=== PROBLEM DETAILS ===
Would you set down all of the entries below exactly as they stand?

=== DATA EXCERPTS ===
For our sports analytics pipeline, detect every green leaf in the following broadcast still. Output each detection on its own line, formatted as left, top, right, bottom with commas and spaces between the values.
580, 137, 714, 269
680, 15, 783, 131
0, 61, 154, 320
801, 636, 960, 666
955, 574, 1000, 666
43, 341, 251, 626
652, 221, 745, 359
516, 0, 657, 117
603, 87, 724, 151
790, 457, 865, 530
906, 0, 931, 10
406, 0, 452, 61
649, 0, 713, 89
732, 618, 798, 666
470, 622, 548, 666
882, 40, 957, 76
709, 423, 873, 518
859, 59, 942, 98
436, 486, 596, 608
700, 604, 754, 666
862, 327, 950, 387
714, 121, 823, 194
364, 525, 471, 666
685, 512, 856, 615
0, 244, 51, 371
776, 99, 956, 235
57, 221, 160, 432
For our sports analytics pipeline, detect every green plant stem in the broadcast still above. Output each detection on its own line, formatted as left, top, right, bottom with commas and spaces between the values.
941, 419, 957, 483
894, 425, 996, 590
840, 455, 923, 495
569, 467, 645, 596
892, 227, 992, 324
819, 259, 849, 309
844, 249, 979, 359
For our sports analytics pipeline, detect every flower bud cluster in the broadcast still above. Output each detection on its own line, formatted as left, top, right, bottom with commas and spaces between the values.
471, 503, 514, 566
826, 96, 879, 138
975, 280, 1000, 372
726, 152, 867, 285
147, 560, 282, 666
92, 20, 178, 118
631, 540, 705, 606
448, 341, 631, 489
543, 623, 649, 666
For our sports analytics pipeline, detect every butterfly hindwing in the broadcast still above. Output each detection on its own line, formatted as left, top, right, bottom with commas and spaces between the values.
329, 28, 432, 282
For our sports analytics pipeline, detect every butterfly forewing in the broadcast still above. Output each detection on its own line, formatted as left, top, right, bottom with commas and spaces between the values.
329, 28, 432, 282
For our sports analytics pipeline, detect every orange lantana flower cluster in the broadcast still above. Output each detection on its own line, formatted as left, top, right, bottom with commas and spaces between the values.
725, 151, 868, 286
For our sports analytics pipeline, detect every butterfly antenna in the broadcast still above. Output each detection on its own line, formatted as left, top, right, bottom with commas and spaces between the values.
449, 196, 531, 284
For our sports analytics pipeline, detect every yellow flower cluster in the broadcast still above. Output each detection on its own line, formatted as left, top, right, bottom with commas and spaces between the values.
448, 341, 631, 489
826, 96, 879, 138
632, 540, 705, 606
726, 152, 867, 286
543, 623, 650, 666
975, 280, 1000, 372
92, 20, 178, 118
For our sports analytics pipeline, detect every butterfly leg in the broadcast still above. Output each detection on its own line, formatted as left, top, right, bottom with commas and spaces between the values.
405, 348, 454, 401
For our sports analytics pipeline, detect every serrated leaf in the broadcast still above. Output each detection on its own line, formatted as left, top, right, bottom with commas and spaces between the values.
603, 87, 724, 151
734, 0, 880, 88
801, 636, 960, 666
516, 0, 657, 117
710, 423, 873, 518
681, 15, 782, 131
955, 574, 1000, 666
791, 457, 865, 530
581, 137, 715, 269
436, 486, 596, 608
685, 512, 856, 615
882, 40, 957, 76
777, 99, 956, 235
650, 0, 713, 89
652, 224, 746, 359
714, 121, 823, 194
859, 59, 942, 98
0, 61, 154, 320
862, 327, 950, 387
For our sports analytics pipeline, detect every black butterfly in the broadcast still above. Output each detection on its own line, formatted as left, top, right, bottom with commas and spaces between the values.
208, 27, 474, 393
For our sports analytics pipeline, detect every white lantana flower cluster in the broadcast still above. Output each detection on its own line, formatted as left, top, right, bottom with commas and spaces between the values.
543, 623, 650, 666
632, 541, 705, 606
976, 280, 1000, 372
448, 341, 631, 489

=== SOLUTION FOR THIS TASK ===
For our sports analytics pipeline, detect every green leaf in the following broadcast still. Output each detection on its own line, formatted as left, top, right, bottom with commas and spaces between the values.
580, 137, 714, 269
680, 15, 783, 131
0, 61, 154, 320
801, 636, 960, 666
955, 574, 1000, 666
43, 341, 251, 626
652, 221, 745, 359
516, 0, 657, 117
603, 87, 724, 151
790, 457, 865, 530
906, 0, 931, 10
406, 0, 452, 61
649, 0, 713, 89
732, 618, 798, 666
470, 622, 548, 666
882, 40, 957, 76
709, 423, 873, 518
859, 59, 942, 98
436, 486, 596, 608
700, 604, 754, 666
862, 327, 950, 387
714, 121, 823, 194
364, 525, 471, 666
685, 512, 856, 615
0, 244, 51, 371
776, 99, 956, 235
57, 221, 160, 432
For our sports analytics pipeline, detect every green plant stem in the broadcast still above. Output each detection on its own line, formatted as left, top, right, bottom with commas and spaces between the values.
941, 419, 957, 483
894, 425, 996, 590
840, 455, 923, 495
569, 467, 645, 596
892, 227, 992, 324
819, 259, 849, 309
844, 249, 979, 359
For our sports analytics pipeline, detect every flower bud cluster in the broadcast still above. Output each detection on its own line, formatted as left, top, right, bottom with commas and spaces between the values.
471, 503, 514, 566
826, 96, 879, 138
975, 280, 1000, 372
726, 152, 867, 285
147, 560, 282, 666
92, 20, 178, 118
631, 540, 705, 606
448, 341, 631, 489
543, 623, 649, 666
For our sports analytics pipeline, detect every butterfly hindwing in the broadcast still above. Output each detection on its own line, formatted as left, top, right, bottom with commas and spaces between the values.
329, 28, 432, 282
For our sports analytics pipeline, detect every butterfly forewing in the broadcast still above. Output each detection on its own line, formatted as left, top, right, bottom with commas and spaces between the values.
329, 28, 432, 282
For our sports analytics pipeline, detect every orange lantana flower cluster in the broadcast still above. Output each detection on its own line, formatted as left, top, right, bottom with commas and spaces between the values.
725, 151, 868, 286
For our sports analytics pipeline, detect every butterfly antenna in the broadcast still above. Output each detection on its own line, formatted as left, top, right, bottom with commas and spaces between the values.
449, 196, 531, 284
For our sports analytics pipeline, detect every yellow flower cluster in the broadcast still above. Output each detection on its own line, formatted as left, top, right, bottom with commas and spaces between the values.
448, 341, 631, 489
826, 96, 879, 138
632, 540, 705, 606
726, 152, 867, 286
543, 623, 650, 666
975, 280, 1000, 372
92, 20, 178, 118
For our sports analytics pipeline, detect every butterfly leg in the broadcast still above. Output each detection on its own line, formatted as left, top, right, bottom with commas and spaces between the values.
405, 348, 454, 401
For our sports analytics pipeline, detect every serrated leaf in the broadcast still above. Output each detection on its own line, formatted as left, top, right, bottom with commas and spaces between the values.
603, 87, 724, 151
734, 0, 880, 88
801, 636, 960, 666
516, 0, 657, 117
710, 423, 873, 518
681, 15, 782, 131
955, 574, 1000, 666
791, 457, 865, 530
581, 137, 715, 269
436, 486, 596, 608
685, 512, 856, 615
882, 40, 957, 76
777, 99, 956, 235
650, 0, 713, 89
652, 224, 746, 359
714, 121, 823, 194
859, 59, 942, 98
0, 61, 154, 320
862, 327, 950, 387
For our sports analytics pipeline, detect every black butterfly in the broadcast still above. Output each detection on its own line, formatted as left, top, right, bottom with commas and spaces between the values.
208, 27, 474, 393
For our sports analytics pipeline, detect every white lantana flower cluster in the broadcast still above. Output each detection on its own line, formatted as left, top, right, bottom with commas and spaces between the values.
543, 623, 650, 666
632, 541, 705, 606
976, 280, 1000, 372
448, 341, 631, 489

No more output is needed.